■ **WORK REQUIRED**
Copy the data below word for word, leaving out the pictures.

■ **ITEMS**
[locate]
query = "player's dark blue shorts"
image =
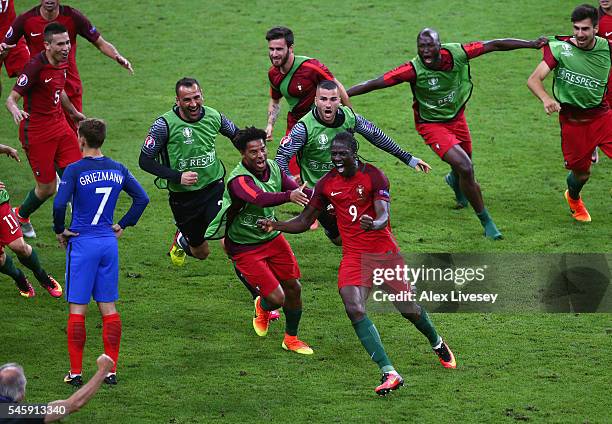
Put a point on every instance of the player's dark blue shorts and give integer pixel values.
(92, 270)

■ **REPLY**
[locate]
query = "player's dark blue shorts"
image =
Put a point on every instance of the player's dark blue shorts and give integer pixel values.
(92, 270)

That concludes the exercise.